**Page extract:**
━━━

"Trading With the Enemy" 1933 - 1949
"Trading With the Enemy" 1933 - 1949
The book: "Trading With the Enemy" (the Nazi-American Money Plot) was written
by Charles Higham, and is about 220 pages.
Essentially this is the story of the Bank of International Settlements (BIS).
BIS as it was formed became the forerunner for the World Trade Organization
(WTO) of today.
This is about a global fraternity who actually created and then mastered the
"art" of "playing both ends against the middle - for mega-profits." The
uniqueness of this contribution to the history of the years involved, lies in
the fact that it was created before the war - was maintained throughout the
conflict, and continues today.
Thanks to declassified wartime documents the full story is coming out - and
while it's a page-turner, as an almost novel - this series of revelations is
ominous for those seeking change in the world today.

━━━

**Short exercise:** In the book summary, copy everything from "Essentially this is" down to "the world today.", substituting "brotherhood" for "fraternity".

**Given information:**
━━━

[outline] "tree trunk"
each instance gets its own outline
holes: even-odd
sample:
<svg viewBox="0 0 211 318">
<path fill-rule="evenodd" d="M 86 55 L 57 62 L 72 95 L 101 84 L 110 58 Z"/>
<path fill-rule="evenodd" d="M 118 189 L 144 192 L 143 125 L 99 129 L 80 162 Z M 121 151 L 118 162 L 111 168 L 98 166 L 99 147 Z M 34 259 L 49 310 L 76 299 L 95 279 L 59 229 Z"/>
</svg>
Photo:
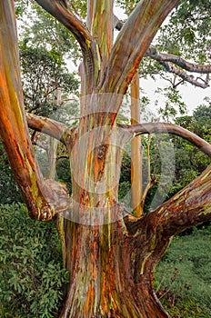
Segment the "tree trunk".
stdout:
<svg viewBox="0 0 211 318">
<path fill-rule="evenodd" d="M 101 104 L 107 103 L 101 97 Z M 169 317 L 152 286 L 154 264 L 162 253 L 147 263 L 151 234 L 143 236 L 136 253 L 137 243 L 126 228 L 127 213 L 117 203 L 122 153 L 131 135 L 112 121 L 100 126 L 104 120 L 102 114 L 89 111 L 67 144 L 72 207 L 64 214 L 60 235 L 70 283 L 60 318 Z"/>
<path fill-rule="evenodd" d="M 139 242 L 137 259 L 122 222 L 88 226 L 65 220 L 70 287 L 60 318 L 169 317 L 152 287 L 151 243 Z"/>
</svg>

━━━

**Output below:**
Essentially this is the story of the Bank of International Settlements (BIS).
BIS as it was formed became the forerunner for the World Trade Organization
(WTO) of today.
This is about a global brotherhood who actually created and then mastered the
"art" of "playing both ends against the middle - for mega-profits." The
uniqueness of this contribution to the history of the years involved, lies in
the fact that it was created before the war - was maintained throughout the
conflict, and continues today.
Thanks to declassified wartime documents the full story is coming out - and
while it's a page-turner, as an almost novel - this series of revelations is
ominous for those seeking change in the world today.